* Requirement A
Convert every line of the listing into a numbered list, leaving out blank lines.

>> start Page

Sunday, November 3, 2013

United States v. Knights

United States v. Knights case brief summary
534 U.S. 112 (2001)

CASE SYNOPSIS
Defendant moved to suppress evidence found in his apartment during a search conducted pursuant to a probation condition consenting to searches. The district court granted the motion on the ground that the search was for investigatory rather than probationary purposes. The United States Court of Appeals for the Ninth Circuit affirmed, and the court granted the government's petition for writ of certiorari.

CASE FACTS
  • The defendant (Knights) was sentenced to summary probation for a drug conviction. 
  • As a condition of probation, the defendant was ordered to allow any probation or law enforcement officer to search his person or property without a warrant or without reasonable cause. 
  • The defendant signed the order stating that he understood and agreed to the terms of probation. 
  • Later, a detective with the Napa County Sheriff’s Department began to suspect the defendant and Steven Simoneau of committing a series of acts of vandalism against Pacific Gas & Electric Company. 
  • After seeing suspicious materials in Simoneau’s truck parked in the defendant’s driveway, the detective decided to search his apartment. 
  • Because of the search provision in Knights’ probation order, the detective didn't believe he needed a warrant. 
  • The detective found bomb making materials and evidence of the PG&E vandalism and arrested the defendant. 
  • The defendant was indicted by a grand jury in federal court. 
  • The defendant then moved to suppress the evidence found during the search, and the district court granted the motion because the search was conducted for investigative instead of probationary purposes. 
  • The United States Court of Appeals for the Ninth Circuit Affirmed the ruling. 
  • The United States Supreme Court granted certiorari.

>> end Page
>> start Records for this task

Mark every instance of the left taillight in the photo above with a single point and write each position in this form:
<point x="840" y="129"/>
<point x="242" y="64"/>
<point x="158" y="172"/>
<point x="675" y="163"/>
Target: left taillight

>> end Records for this task

* Requirement B
According to the case brief on United States v. Knights, what department employed the detective who began to suspect the defendant?

* Correct result A
1. Mark every instance of the left taillight in the photo above with a single point and write each position in this form:
2. <point x="840" y="129"/>
3. <point x="242" y="64"/>
4. <point x="158" y="172"/>
5. <point x="675" y="163"/>
6. Target: left taillight

* Correct result B
The Napa County Sheriff’s Department.